Do this: In the material below, quote word for word everything from the line containing "the bird's head" down to the line containing "column 395, row 179", including both of those lines.

=-=-=-=-=

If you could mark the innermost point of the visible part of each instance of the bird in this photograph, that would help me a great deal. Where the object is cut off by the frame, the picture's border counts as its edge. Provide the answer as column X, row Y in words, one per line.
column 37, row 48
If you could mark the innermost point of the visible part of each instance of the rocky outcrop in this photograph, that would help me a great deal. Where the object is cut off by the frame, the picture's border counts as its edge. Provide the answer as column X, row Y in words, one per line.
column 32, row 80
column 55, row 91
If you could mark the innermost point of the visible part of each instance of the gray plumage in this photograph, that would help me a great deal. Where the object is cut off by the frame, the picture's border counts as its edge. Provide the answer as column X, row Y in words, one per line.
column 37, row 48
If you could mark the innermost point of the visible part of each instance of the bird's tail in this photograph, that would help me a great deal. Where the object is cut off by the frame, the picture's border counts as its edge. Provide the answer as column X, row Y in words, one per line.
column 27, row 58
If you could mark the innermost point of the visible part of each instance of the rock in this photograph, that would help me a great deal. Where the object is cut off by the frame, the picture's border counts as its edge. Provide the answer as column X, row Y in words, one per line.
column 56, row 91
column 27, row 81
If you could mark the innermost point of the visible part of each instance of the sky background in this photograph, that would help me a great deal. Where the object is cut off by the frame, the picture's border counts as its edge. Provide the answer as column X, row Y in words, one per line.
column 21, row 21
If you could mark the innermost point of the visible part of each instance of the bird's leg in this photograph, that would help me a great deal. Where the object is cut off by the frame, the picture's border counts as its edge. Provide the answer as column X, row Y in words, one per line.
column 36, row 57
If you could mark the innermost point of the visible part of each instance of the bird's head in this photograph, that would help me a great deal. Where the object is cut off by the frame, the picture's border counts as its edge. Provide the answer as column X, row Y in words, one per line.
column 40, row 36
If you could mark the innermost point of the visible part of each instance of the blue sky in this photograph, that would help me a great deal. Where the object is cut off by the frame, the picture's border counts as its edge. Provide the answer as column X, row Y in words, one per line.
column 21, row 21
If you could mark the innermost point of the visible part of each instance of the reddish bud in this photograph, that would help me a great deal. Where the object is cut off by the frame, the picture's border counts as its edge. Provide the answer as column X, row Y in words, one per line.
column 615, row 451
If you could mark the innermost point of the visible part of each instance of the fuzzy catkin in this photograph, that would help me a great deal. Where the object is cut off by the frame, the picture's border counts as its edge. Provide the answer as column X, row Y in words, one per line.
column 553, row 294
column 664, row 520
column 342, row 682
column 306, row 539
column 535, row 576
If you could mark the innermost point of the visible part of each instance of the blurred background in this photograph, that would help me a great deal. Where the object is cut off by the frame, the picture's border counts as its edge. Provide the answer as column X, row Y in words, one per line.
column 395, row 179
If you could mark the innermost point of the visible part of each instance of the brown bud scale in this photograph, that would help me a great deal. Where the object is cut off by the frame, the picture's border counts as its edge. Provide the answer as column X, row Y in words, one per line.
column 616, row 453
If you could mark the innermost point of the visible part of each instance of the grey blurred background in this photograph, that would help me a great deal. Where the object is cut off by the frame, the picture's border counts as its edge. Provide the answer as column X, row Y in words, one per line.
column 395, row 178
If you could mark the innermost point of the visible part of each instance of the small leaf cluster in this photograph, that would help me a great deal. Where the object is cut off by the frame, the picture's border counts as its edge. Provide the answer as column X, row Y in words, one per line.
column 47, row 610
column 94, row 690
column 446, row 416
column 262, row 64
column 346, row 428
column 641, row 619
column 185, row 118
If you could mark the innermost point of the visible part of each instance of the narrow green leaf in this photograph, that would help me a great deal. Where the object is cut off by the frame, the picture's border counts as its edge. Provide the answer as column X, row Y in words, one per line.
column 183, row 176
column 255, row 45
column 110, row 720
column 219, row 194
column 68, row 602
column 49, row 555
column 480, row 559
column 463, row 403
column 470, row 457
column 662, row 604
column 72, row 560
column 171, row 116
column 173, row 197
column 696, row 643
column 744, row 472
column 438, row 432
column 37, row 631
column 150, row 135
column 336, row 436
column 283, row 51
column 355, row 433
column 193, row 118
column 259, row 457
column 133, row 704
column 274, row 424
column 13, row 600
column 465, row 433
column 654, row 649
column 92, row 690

=-=-=-=-=

Exercise response:
If you could mark the innermost point of the visible part of each instance of the bird's head in this photograph, that would help me a great deal. Where the object is cut off by the frame, the picture's border counts as its edge. Provide the answer as column X, row Y in words, one per line.
column 40, row 36
If you could mark the innermost point of the visible part of each instance of the blue sky in this photograph, that would help me a great deal. Where the object is cut off by the frame, the picture's border counts as its edge. Provide the answer as column X, row Y in words, one per line.
column 21, row 21
If you could mark the innermost point of the visible part of each instance of the reddish bud in this photograph, that would help me a great deal. Where the object is cut off by the frame, the picture's border counts as its edge. Provide the answer as column X, row Y in words, one per line.
column 615, row 451
If you could mark the innermost point of the visible part of each instance of the fuzzy catkin in this photograph, that would help me a great deal. Where the object is cut off by the frame, the picture's border counts as its edge. Provide the answer as column X, row Y in words, one per line.
column 553, row 294
column 664, row 520
column 342, row 682
column 306, row 539
column 535, row 576
If you could mark the innermost point of the visible part of each instance of the blurred background in this photograph, that would help me a great deal. Where the object is cut off by the frame, the picture's border counts as its edge. Provide the answer as column X, row Y in words, one per line.
column 395, row 179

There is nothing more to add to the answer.